__OBJECTIVE__
Take all the material and copy it exactly.

(Position annotation records)
>>>>>

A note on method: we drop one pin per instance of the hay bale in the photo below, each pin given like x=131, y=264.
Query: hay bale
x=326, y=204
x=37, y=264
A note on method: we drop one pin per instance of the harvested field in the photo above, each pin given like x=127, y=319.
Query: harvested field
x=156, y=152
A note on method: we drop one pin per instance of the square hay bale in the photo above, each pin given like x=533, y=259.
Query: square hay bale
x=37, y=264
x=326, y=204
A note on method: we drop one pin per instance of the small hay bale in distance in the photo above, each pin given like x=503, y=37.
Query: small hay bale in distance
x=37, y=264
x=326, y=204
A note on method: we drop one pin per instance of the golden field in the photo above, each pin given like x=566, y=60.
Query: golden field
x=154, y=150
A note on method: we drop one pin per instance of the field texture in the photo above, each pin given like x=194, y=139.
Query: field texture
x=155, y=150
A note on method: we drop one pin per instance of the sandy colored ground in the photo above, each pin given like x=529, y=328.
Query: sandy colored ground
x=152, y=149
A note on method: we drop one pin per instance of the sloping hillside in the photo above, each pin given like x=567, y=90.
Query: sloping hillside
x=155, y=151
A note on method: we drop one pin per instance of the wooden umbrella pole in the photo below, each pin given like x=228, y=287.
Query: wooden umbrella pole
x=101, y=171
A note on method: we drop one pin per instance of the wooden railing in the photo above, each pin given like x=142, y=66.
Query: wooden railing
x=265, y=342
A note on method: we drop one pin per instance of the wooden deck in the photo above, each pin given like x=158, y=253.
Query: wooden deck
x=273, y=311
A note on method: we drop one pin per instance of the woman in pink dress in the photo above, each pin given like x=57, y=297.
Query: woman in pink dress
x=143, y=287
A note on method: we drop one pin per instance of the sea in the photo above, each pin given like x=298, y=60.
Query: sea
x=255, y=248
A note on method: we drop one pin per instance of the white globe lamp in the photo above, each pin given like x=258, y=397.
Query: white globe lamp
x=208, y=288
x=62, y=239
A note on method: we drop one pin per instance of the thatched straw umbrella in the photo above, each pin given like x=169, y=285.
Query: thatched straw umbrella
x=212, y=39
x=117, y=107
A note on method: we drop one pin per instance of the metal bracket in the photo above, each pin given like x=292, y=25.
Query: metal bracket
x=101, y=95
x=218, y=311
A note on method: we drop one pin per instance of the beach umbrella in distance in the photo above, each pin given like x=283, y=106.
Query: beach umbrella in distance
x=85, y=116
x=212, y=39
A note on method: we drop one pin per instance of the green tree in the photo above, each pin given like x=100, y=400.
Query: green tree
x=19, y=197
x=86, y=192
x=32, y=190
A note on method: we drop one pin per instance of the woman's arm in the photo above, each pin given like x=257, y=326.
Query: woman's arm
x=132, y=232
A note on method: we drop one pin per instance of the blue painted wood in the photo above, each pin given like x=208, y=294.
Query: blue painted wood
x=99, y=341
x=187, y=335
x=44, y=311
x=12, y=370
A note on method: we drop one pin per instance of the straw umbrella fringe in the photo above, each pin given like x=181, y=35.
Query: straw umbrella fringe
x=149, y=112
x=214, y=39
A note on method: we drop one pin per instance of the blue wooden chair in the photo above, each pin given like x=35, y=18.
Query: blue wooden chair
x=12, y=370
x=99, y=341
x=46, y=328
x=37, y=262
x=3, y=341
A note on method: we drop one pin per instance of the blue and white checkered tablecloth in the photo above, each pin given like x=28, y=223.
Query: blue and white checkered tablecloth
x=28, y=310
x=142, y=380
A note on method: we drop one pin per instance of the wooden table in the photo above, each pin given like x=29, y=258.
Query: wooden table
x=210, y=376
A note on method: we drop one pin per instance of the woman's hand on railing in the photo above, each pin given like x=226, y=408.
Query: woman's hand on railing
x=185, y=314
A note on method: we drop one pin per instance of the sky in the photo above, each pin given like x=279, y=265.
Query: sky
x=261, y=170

<<<<<

__RESULT__
A note on method: we drop one pin per instance of the hay bale in the photo below, each pin given like x=131, y=264.
Query: hay bale
x=326, y=204
x=37, y=264
A note on method: we drop one pin per instance of the harvested field in the photo above, each pin given like x=127, y=319.
Query: harvested field
x=156, y=152
A note on method: we drop one pin per instance of the square hay bale in the photo above, each pin given like x=533, y=259.
Query: square hay bale
x=37, y=264
x=326, y=204
A note on method: we drop one pin per instance of the small hay bale in distance in the photo above, each pin given like x=503, y=37.
Query: small hay bale in distance
x=37, y=264
x=326, y=204
A note on method: we drop one pin per instance of the golden field in the photo above, each pin given like x=566, y=60.
Query: golden field
x=154, y=150
A note on method: we drop one pin per instance of the field texture in the photo above, each pin given like x=194, y=139.
Query: field texture
x=155, y=150
A note on method: we drop one pin per instance of the sandy colored ground in the photo above, each pin given like x=529, y=328.
Query: sandy colored ground
x=152, y=149
A note on method: we drop one pin per instance of the sloping hillside in the photo above, each pin given like x=567, y=90.
Query: sloping hillside
x=155, y=151
A note on method: we drop one pin per instance of the wooden umbrella pole in the photo below, each pin given like x=228, y=287.
Query: wooden umbrella pole
x=101, y=171
A note on method: we drop one pin per instance of the wooden railing in the photo above, each pin given like x=142, y=66.
Query: wooden railing
x=265, y=342
A note on method: we drop one pin per instance of the wooden deck in the photo above, each pin given like x=158, y=253.
Query: wooden deck
x=273, y=311
A note on method: we drop one pin per instance of the woman in pink dress in the photo above, each pin given like x=57, y=297.
Query: woman in pink dress
x=143, y=287
A note on method: we drop one pin per instance of the sea in the photo above, each pin given like x=298, y=60.
Query: sea
x=255, y=248
A note on method: we drop one pin per instance of the white globe lamp in the photo above, each pin given like x=258, y=397.
Query: white globe lamp
x=208, y=288
x=62, y=239
A note on method: we drop one pin per instance of the thatched straw umbrella in the photo above, each pin given like x=169, y=285.
Query: thatched straw umbrella
x=212, y=39
x=117, y=107
A note on method: we drop one pin per instance of the metal bracket in the photo above, each pin given like x=292, y=25.
Query: metal bracket
x=101, y=95
x=218, y=311
A note on method: we drop one pin per instance of the beach umbrella in distance in the photo above, each pin given like x=283, y=106.
Query: beach umbrella in distance
x=85, y=116
x=212, y=39
A note on method: we drop one pin per instance of the green tree in the photo above, each pin given like x=100, y=400.
Query: green tree
x=19, y=197
x=86, y=192
x=32, y=190
A note on method: we drop one pin per instance of the woman's arm in the photo above, each pin given like x=257, y=326.
Query: woman's arm
x=132, y=232
A note on method: we drop one pin per instance of the blue painted wood in the photo above, each pin given like x=208, y=294.
Query: blue painted wood
x=99, y=341
x=187, y=335
x=44, y=311
x=12, y=370
A note on method: we drop one pin per instance of the straw umbrella fringe in the photo above, each pin given like x=181, y=35.
Query: straw umbrella fringe
x=149, y=112
x=214, y=39
A note on method: we drop one pin per instance of the blue wooden chair in the photo above, each pin given like x=35, y=18.
Query: blue wooden chair
x=12, y=370
x=99, y=341
x=46, y=328
x=37, y=262
x=3, y=341
A note on method: we drop one pin per instance of the blue and white checkered tablecloth in the photo above, each pin given like x=28, y=223.
Query: blue and white checkered tablecloth
x=28, y=310
x=142, y=380
A note on method: we drop one pin per instance of the wooden table in the photo above, each pin given like x=29, y=258.
Query: wooden table
x=210, y=376
A note on method: we drop one pin per instance of the woman's hand on railing in the photo above, each pin given like x=226, y=408.
Query: woman's hand on railing
x=185, y=314
A note on method: we drop one pin per instance of the sky in the photo above, each pin given like x=279, y=265.
Query: sky
x=261, y=170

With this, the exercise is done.